Local Pet Medical Issues
There are numerous local medical issues that can impact your pet’s health and that require your attention over the entire year. For example, heartworm disease is extremely prevalent in canines in the southeast. Because it’s transmitted by mosquitoes, which thrive in our region, it’s a serious cause for concern. The same is true for flea and tick infestation and intestinal parasites, each of which poses a problem in any season. We believe in, and recommend year round treatment to protect against these and other pests, as well as Early Detection of other conditions through routine blood screening.
Heartworm disease is transmitted through mosquitoes. Heartworm disease is as scary as it sounds. It is a severe and potentially fatal disease caused by parasitic worms that live in the heart and the arteries of the lungs of many types of mammals. Heartworms are a type of roundworm and dogs and cats of any age or breed are susceptible to infection by them.

○ ○ ○ ○ ○

◆ **PROBLEMS AND TASKS**:
[1] Please copy the stretch of the local pet medical issues text from "Heartworm disease is transmitted" through "infection by them.".
[2] Continue the local pet medical issues text from its last sentence.

○ ○ ○ ○ ○

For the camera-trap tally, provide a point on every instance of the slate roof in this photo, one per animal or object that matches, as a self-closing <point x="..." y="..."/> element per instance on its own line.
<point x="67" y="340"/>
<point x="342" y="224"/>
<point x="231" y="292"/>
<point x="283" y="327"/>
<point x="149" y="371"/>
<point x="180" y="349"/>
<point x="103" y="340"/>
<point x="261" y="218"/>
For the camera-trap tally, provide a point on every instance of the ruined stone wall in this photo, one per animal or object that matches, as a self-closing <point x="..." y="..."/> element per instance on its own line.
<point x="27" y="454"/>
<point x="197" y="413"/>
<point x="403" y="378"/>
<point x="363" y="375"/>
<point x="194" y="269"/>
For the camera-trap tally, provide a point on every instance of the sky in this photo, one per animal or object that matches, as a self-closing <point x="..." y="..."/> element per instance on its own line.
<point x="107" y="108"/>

○ ○ ○ ○ ○

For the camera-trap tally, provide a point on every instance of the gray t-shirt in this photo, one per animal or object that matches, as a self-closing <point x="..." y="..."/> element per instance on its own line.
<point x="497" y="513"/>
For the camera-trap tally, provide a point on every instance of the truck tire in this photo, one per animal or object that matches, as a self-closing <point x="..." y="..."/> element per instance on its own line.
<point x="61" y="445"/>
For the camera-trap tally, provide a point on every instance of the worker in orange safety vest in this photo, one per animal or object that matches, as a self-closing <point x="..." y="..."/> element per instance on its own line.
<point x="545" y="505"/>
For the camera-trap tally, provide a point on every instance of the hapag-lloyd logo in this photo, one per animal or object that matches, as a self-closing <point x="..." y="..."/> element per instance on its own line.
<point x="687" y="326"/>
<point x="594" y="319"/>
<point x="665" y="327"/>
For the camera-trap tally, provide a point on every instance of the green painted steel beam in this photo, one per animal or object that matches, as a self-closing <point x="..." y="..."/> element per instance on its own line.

○ ○ ○ ○ ○

◆ **ANSWERS GIVEN**:
[1]
Heartworm disease is transmitted through mosquitoes. Heartworm disease is as scary as it sounds. It is a severe and potentially fatal disease caused by parasitic worms that live in the heart and the arteries of the lungs of many types of mammals. Heartworms are a type of roundworm and dogs and cats of any age or breed are susceptible to infection by them.

[2]
There may be no signs at first, then you may possibly notice these most common signs of infection:
- Mild, intermittent cough
- Asthma-like symptoms
- Exercise intolerance
- Increased respiratory rate
- Reduced appetite
- Vomiting/ diarrhea
- Abnormal lung sounds
Heartworm disease is very difficult and expensive to treat, is easy to prevent. The American Heartworm Society recommends annual testing and year-round heartworm disease prevention with a broad spectrum product to ensure your pet is heartworm-free. Please contact us for recommendation for your pet. And remember that monthly preventatives should be used year round for your buddies. Even one missed dose can have serious health consequences for your pet.
Fleas are truly devoted to their work. In one day, a single flea can bite your cat or dog more than 400 times. During that same day, the flea can consume more than its body weight of your pet’s blood. And before it’s through, a female flea can lay hundreds of eggs on your pet, ensuring that its work will be carried on by generations to come.
Flea bites may be merely a nuisance to some pets, but to others, they can be dangerous. They can cause flea allergy dermatitis—an allergic reaction to proteins in flea saliva. A pet’s constant scratching to rid itself of fleas can cause permanent hair loss and other skin problems. A pet can get a tapeworm if it eats a flea that has one. And flea feasts on your pet’s blood can lead to anemia and, in rare cases, death.
We highly recommend keeping your dog or cat on monthly flea prevention year round.
Facts about Fleas
- Worldwide, there are about 3,000 different types of fleas, but the cat flea (Ctenocephalides felis) is the most common to be found on cats and dogs.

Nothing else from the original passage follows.